## BEGIN Dataset content

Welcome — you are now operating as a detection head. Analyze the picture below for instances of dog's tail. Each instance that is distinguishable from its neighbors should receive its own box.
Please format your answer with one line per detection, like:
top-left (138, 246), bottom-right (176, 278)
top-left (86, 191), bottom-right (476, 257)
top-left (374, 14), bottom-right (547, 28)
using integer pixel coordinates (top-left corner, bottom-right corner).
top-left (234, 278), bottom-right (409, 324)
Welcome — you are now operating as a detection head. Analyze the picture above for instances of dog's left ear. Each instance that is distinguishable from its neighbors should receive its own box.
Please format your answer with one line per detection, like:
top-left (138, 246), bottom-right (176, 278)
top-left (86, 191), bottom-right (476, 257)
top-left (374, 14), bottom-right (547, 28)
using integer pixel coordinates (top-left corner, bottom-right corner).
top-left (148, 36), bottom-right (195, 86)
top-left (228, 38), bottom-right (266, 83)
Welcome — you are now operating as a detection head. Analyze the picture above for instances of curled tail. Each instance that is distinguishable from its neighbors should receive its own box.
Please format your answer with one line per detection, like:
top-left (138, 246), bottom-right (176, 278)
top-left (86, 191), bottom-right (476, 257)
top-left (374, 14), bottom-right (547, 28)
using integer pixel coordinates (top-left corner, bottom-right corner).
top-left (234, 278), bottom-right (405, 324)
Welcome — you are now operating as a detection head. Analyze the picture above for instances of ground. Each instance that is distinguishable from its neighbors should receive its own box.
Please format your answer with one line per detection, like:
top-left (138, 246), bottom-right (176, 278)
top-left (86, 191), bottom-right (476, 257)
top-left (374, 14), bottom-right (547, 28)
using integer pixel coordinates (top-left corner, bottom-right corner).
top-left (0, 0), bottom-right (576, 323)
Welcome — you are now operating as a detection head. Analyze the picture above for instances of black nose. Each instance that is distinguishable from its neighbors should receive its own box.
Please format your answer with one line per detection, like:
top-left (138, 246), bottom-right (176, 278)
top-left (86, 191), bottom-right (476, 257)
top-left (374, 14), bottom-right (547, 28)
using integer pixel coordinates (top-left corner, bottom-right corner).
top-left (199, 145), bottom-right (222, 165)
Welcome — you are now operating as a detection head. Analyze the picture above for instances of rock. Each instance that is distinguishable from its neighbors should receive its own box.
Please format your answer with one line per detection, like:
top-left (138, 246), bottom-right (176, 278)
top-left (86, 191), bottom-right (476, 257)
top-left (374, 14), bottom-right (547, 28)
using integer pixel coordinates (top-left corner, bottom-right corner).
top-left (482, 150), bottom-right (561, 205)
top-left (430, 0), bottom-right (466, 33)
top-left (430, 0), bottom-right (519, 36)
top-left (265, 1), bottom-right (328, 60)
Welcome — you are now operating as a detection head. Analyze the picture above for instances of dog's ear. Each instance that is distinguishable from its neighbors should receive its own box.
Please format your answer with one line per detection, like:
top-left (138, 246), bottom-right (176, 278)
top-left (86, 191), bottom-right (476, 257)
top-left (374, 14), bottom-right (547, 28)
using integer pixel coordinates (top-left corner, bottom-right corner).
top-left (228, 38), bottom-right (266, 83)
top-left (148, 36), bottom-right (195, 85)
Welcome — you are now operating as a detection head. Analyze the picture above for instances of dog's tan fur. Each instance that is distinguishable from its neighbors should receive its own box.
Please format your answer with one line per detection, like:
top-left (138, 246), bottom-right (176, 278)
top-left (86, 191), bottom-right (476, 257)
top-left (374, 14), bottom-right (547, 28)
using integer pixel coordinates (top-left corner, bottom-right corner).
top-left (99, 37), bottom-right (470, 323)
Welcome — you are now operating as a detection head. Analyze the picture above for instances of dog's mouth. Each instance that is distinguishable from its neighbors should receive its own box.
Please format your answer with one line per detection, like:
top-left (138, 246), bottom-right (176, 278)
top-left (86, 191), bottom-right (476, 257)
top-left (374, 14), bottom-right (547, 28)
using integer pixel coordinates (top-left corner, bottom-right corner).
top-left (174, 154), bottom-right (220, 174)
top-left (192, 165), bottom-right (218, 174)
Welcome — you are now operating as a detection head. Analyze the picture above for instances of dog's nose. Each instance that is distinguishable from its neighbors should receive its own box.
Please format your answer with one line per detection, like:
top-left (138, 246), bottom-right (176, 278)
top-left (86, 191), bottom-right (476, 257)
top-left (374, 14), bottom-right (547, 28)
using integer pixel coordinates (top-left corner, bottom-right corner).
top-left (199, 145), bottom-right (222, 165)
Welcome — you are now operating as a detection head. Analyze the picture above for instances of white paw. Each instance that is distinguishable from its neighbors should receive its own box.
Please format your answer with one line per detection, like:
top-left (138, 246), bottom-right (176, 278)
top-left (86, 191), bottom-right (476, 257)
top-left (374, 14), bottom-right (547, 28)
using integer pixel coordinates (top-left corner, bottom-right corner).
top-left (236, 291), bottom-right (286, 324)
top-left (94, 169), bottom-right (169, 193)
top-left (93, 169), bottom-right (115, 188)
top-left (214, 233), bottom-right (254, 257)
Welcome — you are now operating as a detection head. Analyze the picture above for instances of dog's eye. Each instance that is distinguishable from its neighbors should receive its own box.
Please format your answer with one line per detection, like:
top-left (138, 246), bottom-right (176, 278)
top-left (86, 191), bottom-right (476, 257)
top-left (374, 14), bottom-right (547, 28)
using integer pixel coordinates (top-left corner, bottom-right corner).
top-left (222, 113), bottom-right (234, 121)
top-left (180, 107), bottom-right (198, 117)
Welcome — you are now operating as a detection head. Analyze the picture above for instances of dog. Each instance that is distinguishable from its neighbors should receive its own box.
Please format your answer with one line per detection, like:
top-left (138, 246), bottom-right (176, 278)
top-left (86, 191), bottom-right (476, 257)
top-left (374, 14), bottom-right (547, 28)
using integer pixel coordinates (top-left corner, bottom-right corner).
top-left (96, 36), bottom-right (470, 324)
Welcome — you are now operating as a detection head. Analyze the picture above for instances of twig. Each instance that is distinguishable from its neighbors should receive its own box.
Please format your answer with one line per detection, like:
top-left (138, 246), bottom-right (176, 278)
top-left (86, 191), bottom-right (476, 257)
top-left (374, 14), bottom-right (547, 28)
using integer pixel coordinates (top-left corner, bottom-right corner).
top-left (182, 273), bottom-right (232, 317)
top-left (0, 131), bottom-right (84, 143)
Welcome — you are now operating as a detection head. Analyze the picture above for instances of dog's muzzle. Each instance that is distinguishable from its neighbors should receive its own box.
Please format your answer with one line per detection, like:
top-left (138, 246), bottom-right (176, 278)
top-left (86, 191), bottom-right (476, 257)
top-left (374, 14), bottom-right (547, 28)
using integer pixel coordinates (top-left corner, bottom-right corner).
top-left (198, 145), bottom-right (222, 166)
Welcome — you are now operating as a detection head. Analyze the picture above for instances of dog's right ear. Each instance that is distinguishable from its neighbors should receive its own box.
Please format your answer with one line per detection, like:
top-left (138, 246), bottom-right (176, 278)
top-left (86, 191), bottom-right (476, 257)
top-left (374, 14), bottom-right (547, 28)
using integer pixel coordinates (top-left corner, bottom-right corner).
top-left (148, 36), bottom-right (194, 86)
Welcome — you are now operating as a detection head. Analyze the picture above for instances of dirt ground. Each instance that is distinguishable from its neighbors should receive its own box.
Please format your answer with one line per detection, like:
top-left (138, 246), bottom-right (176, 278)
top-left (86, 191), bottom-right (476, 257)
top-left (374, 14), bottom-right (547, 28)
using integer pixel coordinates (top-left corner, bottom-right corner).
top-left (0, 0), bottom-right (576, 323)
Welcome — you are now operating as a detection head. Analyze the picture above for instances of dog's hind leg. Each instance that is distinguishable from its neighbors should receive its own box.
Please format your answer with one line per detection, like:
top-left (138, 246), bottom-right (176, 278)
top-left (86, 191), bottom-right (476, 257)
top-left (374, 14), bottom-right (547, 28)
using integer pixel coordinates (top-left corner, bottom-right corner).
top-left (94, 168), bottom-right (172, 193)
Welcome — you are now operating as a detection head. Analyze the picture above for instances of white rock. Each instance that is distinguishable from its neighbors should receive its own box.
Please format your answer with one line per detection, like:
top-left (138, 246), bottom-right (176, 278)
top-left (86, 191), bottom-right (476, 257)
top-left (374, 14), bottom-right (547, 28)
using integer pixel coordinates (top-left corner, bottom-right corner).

## END Dataset content

Exercise task. Reproduce the lines of the entries above exactly, but only from the line containing "of dog's right" through the final line.

Expected output.
Welcome — you are now operating as a detection head. Analyze the picture above for instances of dog's right ear. Each instance that is distinguishable from its neighbors should receive its own box.
Please format your answer with one line per detection, like:
top-left (138, 246), bottom-right (176, 278)
top-left (86, 191), bottom-right (476, 257)
top-left (374, 14), bottom-right (547, 28)
using integer pixel coordinates (top-left corner, bottom-right corner).
top-left (148, 36), bottom-right (194, 86)
Welcome — you are now operating as a detection head. Analyze the picture above for instances of dirt ground. Each instance that is distinguishable from its neighbors should receive its own box.
Please format your answer with one line per detection, like:
top-left (138, 246), bottom-right (176, 278)
top-left (86, 191), bottom-right (476, 257)
top-left (374, 14), bottom-right (547, 28)
using integer pixel coordinates (top-left corner, bottom-right corner).
top-left (0, 0), bottom-right (576, 323)
Welcome — you are now operating as a detection head. Analyze the picture above for instances of dog's hind leg. Each instance that is distinguishable from its neighbors should receive its own box.
Please format your answer with one line per detection, like:
top-left (138, 246), bottom-right (176, 278)
top-left (86, 191), bottom-right (476, 257)
top-left (374, 14), bottom-right (547, 28)
using integer pixel coordinates (top-left corner, bottom-right corner).
top-left (94, 168), bottom-right (172, 193)
Welcome — you are now operating as a detection head. Analyze the picture above for instances of white rock. Each instance that is distinguishable from its neighbors should receive its own box.
Please format your answer with one line per detection, like:
top-left (138, 246), bottom-right (176, 278)
top-left (86, 191), bottom-right (476, 257)
top-left (374, 14), bottom-right (547, 28)
using integer pixel coordinates (top-left corner, bottom-right corner).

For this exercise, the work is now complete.